THE PROBLEM: Word for word, set down the full listing below.

EXTRACTED INFORMATION:
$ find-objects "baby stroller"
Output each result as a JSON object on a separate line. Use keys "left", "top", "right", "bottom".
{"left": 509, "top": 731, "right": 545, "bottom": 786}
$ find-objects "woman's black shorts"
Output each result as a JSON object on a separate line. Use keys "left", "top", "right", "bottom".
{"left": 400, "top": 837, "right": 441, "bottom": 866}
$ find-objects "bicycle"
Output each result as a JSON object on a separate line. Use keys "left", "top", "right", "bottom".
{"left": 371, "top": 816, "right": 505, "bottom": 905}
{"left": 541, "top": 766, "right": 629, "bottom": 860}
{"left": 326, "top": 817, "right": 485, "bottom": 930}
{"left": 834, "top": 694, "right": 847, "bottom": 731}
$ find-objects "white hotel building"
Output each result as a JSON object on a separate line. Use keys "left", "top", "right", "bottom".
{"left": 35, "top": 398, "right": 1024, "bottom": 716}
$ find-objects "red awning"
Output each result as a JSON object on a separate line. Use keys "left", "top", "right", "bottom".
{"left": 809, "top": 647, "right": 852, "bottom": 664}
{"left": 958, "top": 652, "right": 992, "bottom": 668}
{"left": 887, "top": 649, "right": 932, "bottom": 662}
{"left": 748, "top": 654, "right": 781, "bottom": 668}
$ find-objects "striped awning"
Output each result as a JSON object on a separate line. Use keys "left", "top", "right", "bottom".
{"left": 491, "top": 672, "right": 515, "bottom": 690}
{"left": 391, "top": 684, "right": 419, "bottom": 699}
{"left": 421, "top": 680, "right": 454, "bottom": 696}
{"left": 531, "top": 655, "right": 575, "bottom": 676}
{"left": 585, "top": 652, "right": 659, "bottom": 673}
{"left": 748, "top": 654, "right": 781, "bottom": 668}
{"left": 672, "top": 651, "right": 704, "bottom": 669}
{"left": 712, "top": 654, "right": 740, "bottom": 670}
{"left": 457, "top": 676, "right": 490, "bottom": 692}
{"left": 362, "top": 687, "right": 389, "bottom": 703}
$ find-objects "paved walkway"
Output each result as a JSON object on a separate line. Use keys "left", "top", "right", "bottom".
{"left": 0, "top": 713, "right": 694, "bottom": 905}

SOLUTION FOR THIS TASK:
$ find-objects "baby stroller"
Output each result as a JSON object on a separate line. Use keys "left", "top", "right", "bottom".
{"left": 509, "top": 731, "right": 545, "bottom": 786}
$ find-objects "woman's black shorts"
Output each result as a JSON object on a separate line. Use keys "left", "top", "right", "bottom".
{"left": 400, "top": 837, "right": 441, "bottom": 866}
$ find-objects "bicycle"
Output each result as a JSON object on a separate line. Use keys "left", "top", "right", "bottom".
{"left": 371, "top": 816, "right": 505, "bottom": 905}
{"left": 541, "top": 766, "right": 629, "bottom": 860}
{"left": 326, "top": 817, "right": 485, "bottom": 930}
{"left": 834, "top": 694, "right": 847, "bottom": 731}
$ find-objects "white hotel building"
Output each result as a JSON object on a separate line. Use keys "left", "top", "right", "bottom".
{"left": 35, "top": 398, "right": 1024, "bottom": 716}
$ find-objects "red awning"
Output each result as a JSON object on a separate line. Use keys "left", "top", "right", "bottom".
{"left": 809, "top": 647, "right": 852, "bottom": 664}
{"left": 958, "top": 652, "right": 992, "bottom": 668}
{"left": 887, "top": 649, "right": 932, "bottom": 662}
{"left": 748, "top": 654, "right": 781, "bottom": 668}
$ find-objects "striped awning"
Output each result as a JSON object on a separate line. Use keys "left", "top", "right", "bottom".
{"left": 491, "top": 672, "right": 515, "bottom": 690}
{"left": 391, "top": 684, "right": 419, "bottom": 699}
{"left": 421, "top": 680, "right": 454, "bottom": 696}
{"left": 531, "top": 655, "right": 575, "bottom": 676}
{"left": 585, "top": 652, "right": 659, "bottom": 673}
{"left": 748, "top": 654, "right": 781, "bottom": 668}
{"left": 672, "top": 651, "right": 704, "bottom": 669}
{"left": 712, "top": 654, "right": 740, "bottom": 670}
{"left": 457, "top": 676, "right": 490, "bottom": 692}
{"left": 362, "top": 687, "right": 389, "bottom": 703}
$ find-objects "paved walkway"
Output each result as a JSON object on a separate line. Use keys "left", "top", "right", "bottom".
{"left": 0, "top": 713, "right": 694, "bottom": 905}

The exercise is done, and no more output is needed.